┌─ TEXT PROVIDED

Whether Porter's U-turn lasts is an unknowable matter. He has the chops to play himself out of this tier, but the Wizards have spent the entire season staving off implosion. Any and all feel-good 180s are subject to vanish as quickly as they come.
LaMarcus Aldridge, San Antonio Spurs
Contract Details: 3 years, $72.3 million ($7 million guaranteed in 2020-21)
2018-19 Salary: $22.3 million
This one stings. LaMarcus Aldridge ferried the Spurs to 47 victories and a playoff berth last season while grinding his way into the fringe-MVP discussion. Appearing here merely months later takes an uncomfortable admission of regression.
The degree of difficulty on Aldridge's scoring opportunities is finally catching up with him. Almost two-thirds of his looks came when a defender was inside four feet of him last season—attempts on which he shot 57.7 percent.
Fewer of his buckets are getting contested this year, but he's still working hard for his points. About 60 percent of his looks come when a defender is within four feet, and his accuracy in these situations has ducked below 44 percent.
Cramped spacing is no doubt a culprit. The Spurs are third in three-point success rate but rank 28th in attempts per 100 possessions. DeMar DeRozan has helped alleviate Aldridge's workload without making his job any easier. He's shooting better with DeRozan on the court, but defenses can more freely double-team him so long as San Antonio is averse to jacking up the three-point volume.
Aldridge's slump doesn't have to be permanent. He's no stranger to jumping through hoops for his points. He's also 33. He may well need more firepower around him to optimize his shot-making.
Gordon Hayward, Boston Celtics
Contract Details: 3 years, $98.1 million (player option in 2020-21)
2018-19 Salary: $31.2 million
Gordon Hayward doesn't get a reprieve after missing basically all of 2017-18—not at this season's quarter-pole. He still looks out of sorts. Defenses are targeting him in pick-and-rolls, and he's not as aggressive handling the ball.
Moving him to the bench has not incited a renaissance. The Celtics are outscoring opponents by more than 10 points per 100 possessions with him on the court since the swap, but his shooting percentages continue to seesaw, and we're dealing with a sub-110-minute sample size versus non-powerhouses.
Boston's entire offense is prone to fits and starts. Only the Bulls, Magic, Atlanta Hawks and Phoenix Suns are scoring fewer points per 100 possessions on the season, and the Celtics have not been much better over their past 10 games.

└─

Update the basketball text starting with "2018-19 Salary: $22.3" and going on through "admission of regression.", with "playoff berth" changed to "postseason spot".

┌─ SOURCE MATERIAL

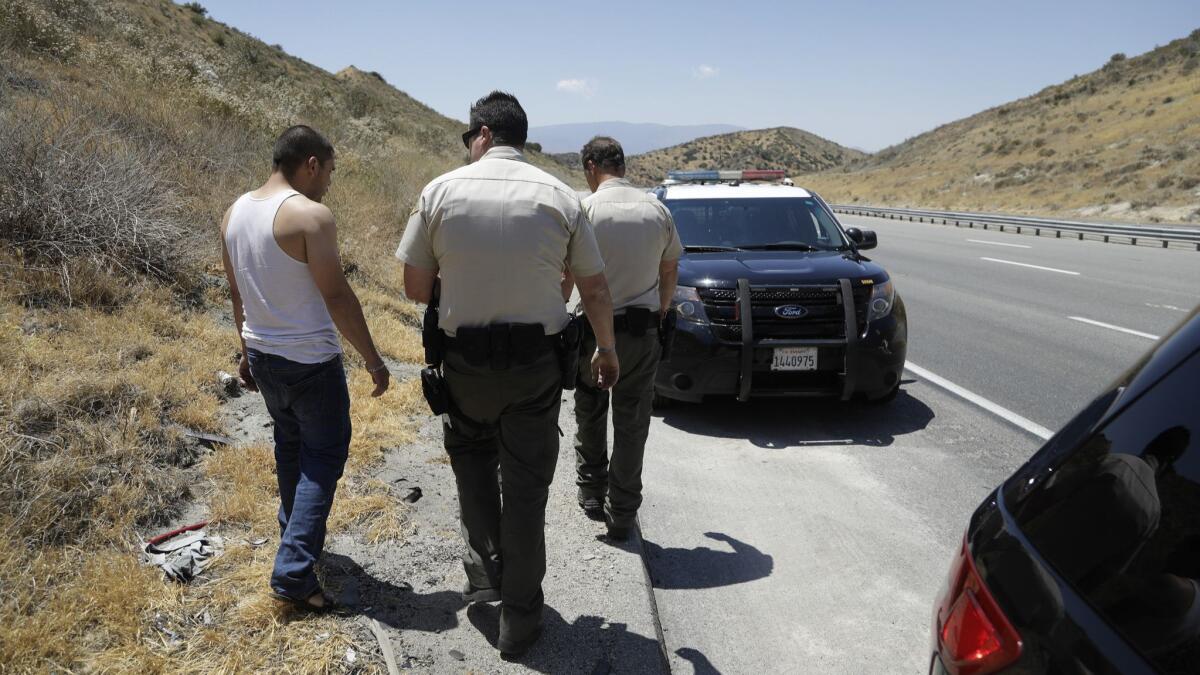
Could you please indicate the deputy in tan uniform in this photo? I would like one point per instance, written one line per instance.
(641, 249)
(498, 233)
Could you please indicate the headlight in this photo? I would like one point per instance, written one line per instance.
(688, 305)
(882, 298)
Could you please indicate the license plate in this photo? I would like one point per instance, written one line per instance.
(795, 358)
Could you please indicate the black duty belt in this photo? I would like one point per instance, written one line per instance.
(636, 320)
(502, 345)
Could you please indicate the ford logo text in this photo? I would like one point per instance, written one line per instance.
(791, 311)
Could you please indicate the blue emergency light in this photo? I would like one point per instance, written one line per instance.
(701, 175)
(694, 175)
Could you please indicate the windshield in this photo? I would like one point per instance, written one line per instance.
(781, 222)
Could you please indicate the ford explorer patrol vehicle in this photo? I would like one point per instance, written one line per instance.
(775, 298)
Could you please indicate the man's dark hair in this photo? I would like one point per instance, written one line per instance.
(605, 151)
(295, 145)
(503, 114)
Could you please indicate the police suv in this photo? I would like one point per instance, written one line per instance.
(775, 298)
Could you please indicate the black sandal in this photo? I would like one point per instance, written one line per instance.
(329, 607)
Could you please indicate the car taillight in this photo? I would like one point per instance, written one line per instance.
(973, 635)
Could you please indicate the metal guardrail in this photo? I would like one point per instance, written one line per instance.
(1123, 233)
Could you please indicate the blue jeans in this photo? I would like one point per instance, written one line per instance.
(311, 407)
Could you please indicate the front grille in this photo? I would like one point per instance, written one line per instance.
(825, 318)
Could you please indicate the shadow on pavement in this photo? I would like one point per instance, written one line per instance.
(588, 645)
(397, 607)
(705, 567)
(789, 423)
(700, 663)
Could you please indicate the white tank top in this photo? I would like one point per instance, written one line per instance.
(285, 312)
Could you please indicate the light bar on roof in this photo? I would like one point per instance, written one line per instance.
(700, 175)
(694, 175)
(762, 174)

└─

TASK RESPONSE ▸
2018-19 Salary: $22.3 million
This one stings. LaMarcus Aldridge ferried the Spurs to 47 victories and a postseason spot last season while grinding his way into the fringe-MVP discussion. Appearing here merely months later takes an uncomfortable admission of regression.